### What this exercise asks
**1)** Please reproduce the EMP documentation word for word from "--n_permutations" to "build the empirical distribution.".
**2)** Write the next part of the EMP documentation, picking up after its last line.

### Document excerpt
•••
Alternatively, you can run several steps sequentially with run_emp.py
:
--dataset_file
: path to dataset file.
--algo
: AMI algorithm.
--permuted_datasets_folder
: folder where permuted datasets reside.
--permuted_solutions_folder
: folder where permuted solutions reside.
--true_solutions_folder
: folder where true solutions reside.
--report_folder
: folder where analysis results reside.
--go_folder
: folder where GO files are located. This folder should contain the files "go.obo" GO term file, "gene2go" association file. The files for human are available at http://purl.obolibrary.org/obo/go/go-basic.obo
, https://ftp.ncbi.nlm.nih.gov/gene/DATA/gene2go.gz
.
--n_start
: starting positional index of permuted datasets/solutions.
--n_end
: ending positional index of permuted datasets/solutions.
--pf
: parallelization factor - number of cores EMP uses.
--network_file
: file of the biological network of the analysis. The file format should be *.sif with a single pair in each row. For example, see data/emp_test/networks/dip.sif
--override_permutations
: whether existing permutation with same positional index should be deleted.
--n_permutations
: file of the biological network according which the analysis is carried.
--n_total_samples
: enrichment score scores set size. This set is used to build the empirical distribution.
--n_dist_samples
: number of enrichment scores in the empirical distribution.
--additional_args
: additional arguments that are relevant to a particular AMI algorithm
--processes
: comman delimited list of processes that should be carried. names of processes are the same as its file name, excluding the file extension (.py) e.g "generate_permuted_datasets,generate_permuted_solution"
Parameters default values are defined at config/conf.json
{permuted_datasets_folder}/{dataset_name}_random_{positional_index}
: Random datasets' folder. This is the output of generate_permuted_datasets.py
script.
{permuted_solutions_folder}/sol_{algorithm}_{dataset_name}_random_{positional_index}
: Random solutions' folder. This is the output of generate_permuted_solutions.py
script.
{true_solution_folder}/{dataset_name}_{algorithm}
: True solutions' folder. This is the output of true_solution_folder.py
script.
{report_folder}/emp_diff_modules_{dataset_name}_{algorithm}.tsv
: aggregated scores file per GO term. This is the output of aggregare_bg_distribution.py
script.
{report_folder}/emp_diff_modules_{dataset_name}_{algorithm}_md.tsv
: matrix of metadata for each GO term. This is the output of add_go_metadata.py
script.
•••
Natural-language object grounding data
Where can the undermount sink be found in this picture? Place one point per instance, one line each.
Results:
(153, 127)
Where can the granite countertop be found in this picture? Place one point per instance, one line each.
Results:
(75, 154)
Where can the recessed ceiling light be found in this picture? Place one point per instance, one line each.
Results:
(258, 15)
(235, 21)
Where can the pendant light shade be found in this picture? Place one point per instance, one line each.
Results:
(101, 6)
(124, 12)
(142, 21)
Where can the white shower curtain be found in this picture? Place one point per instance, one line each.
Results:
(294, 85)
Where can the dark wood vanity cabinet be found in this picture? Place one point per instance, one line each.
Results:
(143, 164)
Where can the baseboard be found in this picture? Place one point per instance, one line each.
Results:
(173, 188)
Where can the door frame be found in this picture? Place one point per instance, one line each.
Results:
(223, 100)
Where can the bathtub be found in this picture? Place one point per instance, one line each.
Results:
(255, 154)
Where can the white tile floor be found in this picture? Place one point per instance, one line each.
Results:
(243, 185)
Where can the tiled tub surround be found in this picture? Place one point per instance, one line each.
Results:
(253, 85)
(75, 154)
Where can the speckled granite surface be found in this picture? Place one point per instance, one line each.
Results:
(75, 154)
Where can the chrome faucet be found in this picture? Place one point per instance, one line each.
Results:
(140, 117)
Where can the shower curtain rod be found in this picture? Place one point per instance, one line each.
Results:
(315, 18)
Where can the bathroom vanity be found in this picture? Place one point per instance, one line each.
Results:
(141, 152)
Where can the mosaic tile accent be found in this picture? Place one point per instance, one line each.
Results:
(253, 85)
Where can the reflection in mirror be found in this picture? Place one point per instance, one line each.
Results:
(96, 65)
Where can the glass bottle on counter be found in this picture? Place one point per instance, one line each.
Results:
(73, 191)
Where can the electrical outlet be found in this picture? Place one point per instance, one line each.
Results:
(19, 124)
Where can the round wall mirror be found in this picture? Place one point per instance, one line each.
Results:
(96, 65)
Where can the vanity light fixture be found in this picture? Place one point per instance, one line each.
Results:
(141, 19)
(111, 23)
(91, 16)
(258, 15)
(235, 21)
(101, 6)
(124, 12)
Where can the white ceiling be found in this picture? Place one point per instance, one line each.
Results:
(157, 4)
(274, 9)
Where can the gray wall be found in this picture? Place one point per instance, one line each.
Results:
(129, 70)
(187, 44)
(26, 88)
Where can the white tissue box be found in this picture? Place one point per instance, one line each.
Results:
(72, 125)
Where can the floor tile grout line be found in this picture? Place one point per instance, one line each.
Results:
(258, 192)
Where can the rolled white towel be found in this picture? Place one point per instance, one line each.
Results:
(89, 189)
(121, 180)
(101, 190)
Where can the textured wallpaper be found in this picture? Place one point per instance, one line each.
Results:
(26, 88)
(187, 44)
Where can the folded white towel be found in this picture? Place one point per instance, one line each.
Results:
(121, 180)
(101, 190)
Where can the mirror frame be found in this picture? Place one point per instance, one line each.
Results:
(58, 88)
•••
### Numbered responses
**1)**
--n_permutations
: file of the biological network according which the analysis is carried.
--n_total_samples
: enrichment score scores set size. This set is used to build the empirical distribution.

**2)**
{report_folder}/emp_diff_modules_{dataset_name}_{algorithm}_passed_oob.tsv
: matrix of GO metadata + empirical p-value for each GO term. This is the final results of the pipeline. This is the output of calculate_significance.py
script.
fields of emp_diff_modules_...
matrices:
GO id
: GO term idGO name
: GO term namedist_n_samples
: List of GO terms' enrichment scores calculated on permuted datasetshg_pval
: list of enrichment scores of each module per GO term of the real solutionhg_pval_max
: Max GO terms' enrichment scores over the real solution's modulesn_genes
: number of genes under each GO term (or its descendants)passed_oob_permutation_test
: number of genes under each GO term (or its descendants)emp_pval
: list of empirical p-values of each module per GO term of the real solutionemp_pval_max
: number of genes under each GO term (or its descendants)is_emp_pval_max_significant
: boolean indicating whether the empirical p-value is significant (i.e. below 0.05 th)
EMP is also available as ready-to-use tool in a container The container was generated and tested using udocker.It can also be loaded using Docker. To load the container using udocker, do the following steps:
- Install udocker
- Download the container from here
- Extract the tar file from the tar.gz file
- Load the tar file as a container by running
udocker import --tocontainer --clone --name=emp emp-ubuntu-18.tar
- Go inside the container by running
udocker run emp
- the EMP project resides under /sandbox/
- EMP can be executed as described above in this README.
- Advanced users can also be run EMP using /sandbox/main.sh.